- **Source extract**:
[Start of Attachment]

“Although there is still a lot to discover, the skin microflora is fundamental in skin homeostasis. It participates in maintaining innate immunity and the barrier function. The bacterial ecosystem contributes to the clinical signs of some skin imbalances,” explained Audrey Guéniche, of L’Oréal, at the workshop organized by the French Society of Antioxidants (SFA) on the human microbiota, at the beginning of last November.
The epidermis generates antimicrobial lipids, peptides such as ß-defensins and cathelicidin, and receptors dedicated to the recognition of pathogens which, put together, form the skin’s innate immunity. The balance of the skin microbiota and the expression of the ecological conditions of the environment (temperature, pH, hormone concentrations in lipids or proteins, UV exposure, absence of light, type of mucous membrane, water concentration, etc.) are also essential to skin maintenance  .
Suppliers of cosmetic actives that are interested in this field will study the skin microbiota from different angles. The first way to do it is directly inspired from the benefits of probiotics on the intestinal microflora (figure 1). It consists in the topical administration of these probiotics on the skin microflora.

[End of Attachment]

- **Stored data**:
[Start of Attachment]

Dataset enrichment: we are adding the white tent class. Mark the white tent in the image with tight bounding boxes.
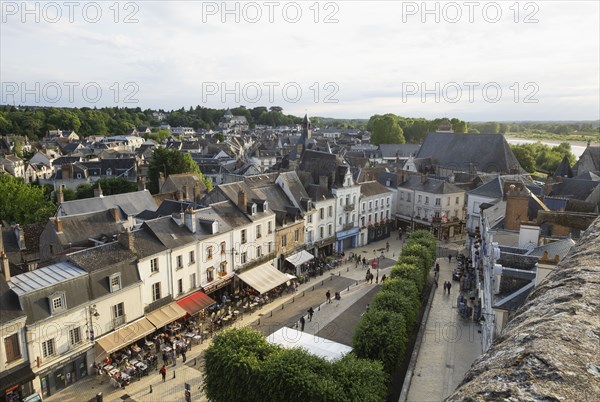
[267,327,352,361]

[End of Attachment]

Rewrite the stretch of the skin microflora text from "The epidermis generates" through "the skin microflora.", swapping "skin microbiota" for "cutaneous microbiota" throughout.

- **Result**:
The epidermis generates antimicrobial lipids, peptides such as ß-defensins and cathelicidin, and receptors dedicated to the recognition of pathogens which, put together, form the skin’s innate immunity. The balance of the cutaneous microbiota and the expression of the ecological conditions of the environment (temperature, pH, hormone concentrations in lipids or proteins, UV exposure, absence of light, type of mucous membrane, water concentration, etc.) are also essential to skin maintenance  .
Suppliers of cosmetic actives that are interested in this field will study the cutaneous microbiota from different angles. The first way to do it is directly inspired from the benefits of probiotics on the intestinal microflora (figure 1). It consists in the topical administration of these probiotics on the skin microflora.